■ Extract to read
>>>>>

‘The kbb industry needs to be seen as more professional’

Craig Matson, the chairman of The Kitchen Education Trust (TKET), on why the industry needs to raise its standards and why TKET’s Apprenticeship Degree for the Living Spaces Industry is a step in the right direction.

As an industry, we need to be seen to be more professional in the eyes of the public. As far as I can see, the best way of doing this is for those in the industry to be better informed about all aspects of the industry itself. 

Some will say, ‘well, we already train our staff’, but that’s not the same as having a broad foundation of industry education, and I would wager that this is the exception rather than the rule. 

Many companies provide their employees with just enough information to begin selling, rather than providing them with a full understanding of why and what they need to do in order to design, sell, manufacture, install and provide after-sales services professionally.

<<<<<

■ Instruction A
Reproduce the kbb industry article from "As an industry, we" to "after-sales services professionally.", substituting "customers" for "public".

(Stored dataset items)
>>>>>

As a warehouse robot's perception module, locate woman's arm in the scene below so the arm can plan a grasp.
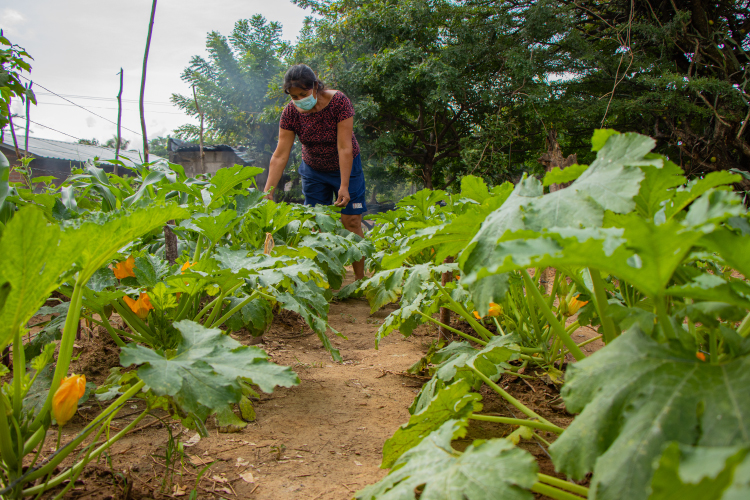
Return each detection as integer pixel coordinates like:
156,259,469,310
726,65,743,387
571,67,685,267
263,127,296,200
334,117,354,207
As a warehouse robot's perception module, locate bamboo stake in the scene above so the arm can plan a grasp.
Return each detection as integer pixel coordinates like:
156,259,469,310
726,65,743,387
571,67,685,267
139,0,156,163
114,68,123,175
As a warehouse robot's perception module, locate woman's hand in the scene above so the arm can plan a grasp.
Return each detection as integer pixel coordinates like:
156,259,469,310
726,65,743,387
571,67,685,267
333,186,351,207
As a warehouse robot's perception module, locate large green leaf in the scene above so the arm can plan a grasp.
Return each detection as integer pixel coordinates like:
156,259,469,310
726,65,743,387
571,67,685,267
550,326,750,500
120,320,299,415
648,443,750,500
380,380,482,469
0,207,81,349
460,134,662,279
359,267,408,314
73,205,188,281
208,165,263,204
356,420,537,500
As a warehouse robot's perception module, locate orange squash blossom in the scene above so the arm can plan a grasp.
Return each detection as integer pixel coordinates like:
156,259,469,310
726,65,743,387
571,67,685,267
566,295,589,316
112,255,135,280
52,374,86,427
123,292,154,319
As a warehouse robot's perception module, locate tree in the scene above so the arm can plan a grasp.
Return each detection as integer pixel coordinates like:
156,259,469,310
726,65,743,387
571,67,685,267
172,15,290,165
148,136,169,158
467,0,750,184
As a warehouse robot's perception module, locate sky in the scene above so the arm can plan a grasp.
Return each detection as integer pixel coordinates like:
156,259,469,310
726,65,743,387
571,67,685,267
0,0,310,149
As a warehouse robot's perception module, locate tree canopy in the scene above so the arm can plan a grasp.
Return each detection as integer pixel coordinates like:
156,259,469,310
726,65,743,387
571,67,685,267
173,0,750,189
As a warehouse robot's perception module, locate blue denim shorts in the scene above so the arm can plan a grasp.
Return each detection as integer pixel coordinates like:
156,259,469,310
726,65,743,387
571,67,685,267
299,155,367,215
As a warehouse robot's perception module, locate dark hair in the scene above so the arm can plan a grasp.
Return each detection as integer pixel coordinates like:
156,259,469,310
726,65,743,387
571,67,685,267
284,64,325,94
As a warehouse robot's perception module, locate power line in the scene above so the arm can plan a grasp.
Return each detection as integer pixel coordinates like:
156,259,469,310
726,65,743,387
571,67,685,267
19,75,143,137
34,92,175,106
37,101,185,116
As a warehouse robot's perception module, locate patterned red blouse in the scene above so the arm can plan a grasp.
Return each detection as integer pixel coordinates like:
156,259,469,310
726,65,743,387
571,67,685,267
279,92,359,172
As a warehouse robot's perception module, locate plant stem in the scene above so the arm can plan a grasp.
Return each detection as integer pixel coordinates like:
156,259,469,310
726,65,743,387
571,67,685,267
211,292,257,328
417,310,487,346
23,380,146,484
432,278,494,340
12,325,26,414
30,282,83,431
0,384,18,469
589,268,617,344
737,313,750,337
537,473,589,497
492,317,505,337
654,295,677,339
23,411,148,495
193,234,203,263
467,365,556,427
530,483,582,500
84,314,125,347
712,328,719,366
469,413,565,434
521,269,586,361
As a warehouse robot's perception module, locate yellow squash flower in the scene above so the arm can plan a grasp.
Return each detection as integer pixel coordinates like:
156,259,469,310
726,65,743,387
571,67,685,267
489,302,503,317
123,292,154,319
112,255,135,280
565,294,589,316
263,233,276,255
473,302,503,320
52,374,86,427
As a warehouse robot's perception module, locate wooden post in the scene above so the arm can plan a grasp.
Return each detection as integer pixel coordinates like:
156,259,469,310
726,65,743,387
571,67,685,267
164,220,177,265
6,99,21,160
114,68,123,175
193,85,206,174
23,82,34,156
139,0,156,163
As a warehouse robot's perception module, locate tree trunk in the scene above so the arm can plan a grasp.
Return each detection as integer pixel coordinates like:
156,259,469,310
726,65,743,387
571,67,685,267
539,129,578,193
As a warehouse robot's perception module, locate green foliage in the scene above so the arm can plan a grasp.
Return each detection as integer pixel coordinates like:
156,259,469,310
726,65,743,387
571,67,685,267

<<<<<

■ Instruction B
Quote the entries word for word from the line with "As a warehouse robot's perception module, locate sky" to the line with "279,92,359,172".

■ Full solution A
As an industry, we need to be seen to be more professional in the eyes of the customers. As far as I can see, the best way of doing this is for those in the industry to be better informed about all aspects of the industry itself. 

Some will say, ‘well, we already train our staff’, but that’s not the same as having a broad foundation of industry education, and I would wager that this is the exception rather than the rule. 

Many companies provide their employees with just enough information to begin selling, rather than providing them with a full understanding of why and what they need to do in order to design, sell, manufacture, install and provide after-sales services professionally.

■ Full solution B
As a warehouse robot's perception module, locate sky in the scene above so the arm can plan a grasp.
Return each detection as integer pixel coordinates like:
156,259,469,310
726,65,743,387
571,67,685,267
0,0,310,149
As a warehouse robot's perception module, locate tree canopy in the scene above so the arm can plan a grasp.
Return each detection as integer pixel coordinates like:
156,259,469,310
726,65,743,387
571,67,685,267
173,0,750,189
As a warehouse robot's perception module, locate blue denim shorts in the scene above so the arm can plan a grasp.
Return each detection as integer pixel coordinates like:
156,259,469,310
726,65,743,387
571,67,685,267
299,155,367,215
As a warehouse robot's perception module, locate dark hair in the scene above so the arm can plan a grasp.
Return each detection as integer pixel coordinates like:
156,259,469,310
726,65,743,387
571,67,685,267
284,64,325,94
As a warehouse robot's perception module, locate power line in the scene above so the arm can plan a grasp.
Return each detection as integer pixel coordinates like:
156,259,469,310
726,65,743,387
571,67,685,267
19,75,143,137
34,92,175,106
37,101,185,116
As a warehouse robot's perception module, locate patterned red blouse in the scene above so the arm can plan a grasp.
Return each detection as integer pixel coordinates like:
156,259,469,310
726,65,743,387
571,67,685,267
279,92,359,172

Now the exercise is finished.